From what I've been told, they are looking at the workload on a weekly basis and giving out start dates according to how many people they need at one time. I imagine that the shifting of the Brexit date has had a huge impact on this recruitment process, as it has with the whole of the Civil Service.
Can anyone provide me with any insight into the training we receive during the first few weeks of the role?
Reply 222
Thanks for the insight EngineeringOr.

I have been given a start date but while I was waiting for pre-employment checks clearing (which took 4 months) I accepted another position within HMRC. I don’t know what the level transfer policy is in my department but I have worked there under 2 weeks so they may let me go.

Anyway, my biggest concern was the telephony assignments. I applied to Surge to travel the country and do make a difference in important assignments, not to be a call centre worker. Like you said, locations may differ but I’m in Scotland so far enough away from London to be given menial tasks.

The other thing that concerned me was that they do not carry out SC (security checks) until you have started the job. Have you heard of anyone who failed and then had to leave?

I am now considered an internal candidate even though I applied and was interviewed before I took up my current position so cannot now be given a start date until I pass SC.

Just don’t know what to do. I’m 80% on the side of staying where I am and rejecting the job offer.
Original post by EngineeringOr
Weird thread for me to stumble across. I'm an ex-Surge team member. Worked from it's inception in 2015 up until recently but left on promotion.
If you want honest feedback, here's my feelings towards the "organisation" and what is currently happening with it thanks to insight from colleagues who are still there. Please be aware, this feedback is my specific experience based on the location I worked from and your own experiences may be vastly different as it appears that each location was managed very differently.

▶ What to do
Keep writing the forum thread about working in HMRC's Surge team, starting right after its last sentence.

▶ Information provided
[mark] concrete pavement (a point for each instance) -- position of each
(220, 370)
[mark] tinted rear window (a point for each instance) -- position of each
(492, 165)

▶ Answer for the task
For me the Surge team started with a lot of variety and exciting deployments. I got to work at the Foreign Office next to Downing Street, I worked abroad on an international crisis, at the Home Office in Croydon etc. for several weeks at a time (I'm not based in London for reference). This was fantastic, but on the other side, there were a lot of monotonous deployments that were telephony ones for Tax Credits or other departments, or very menial data processing jobs. From a friend who works there currently, there's a feeling that too many offices have opened and too many other Surge staff have been recruited - there's been quite a few times over the past year or so they have been sitting without an actual deployment and the management have scrabbled around finding them absolutely anything to do.

I initially began applying for jobs because the work wasn't at all stretching, there appeared to be no direction at all from Senior Leadership and I found that as I wasn't London based my deployments became increasingly more stints of Tax Credits telephony.

All in all, that's my experience based on one specific location and it's entirely possible the other locations are completely different - I rarely saw other locations and when I did we had very little interaction. If the locations you have applied for are anything like my first year or so in Surge it'll be great, lots of travel and some interesting deployments. If it's anything like the time after that, I wouldn't recommend unless you're utilising it to get your foot in the door of the Civil Service to then move elsewhere internally. If you have questions, feel free to ask.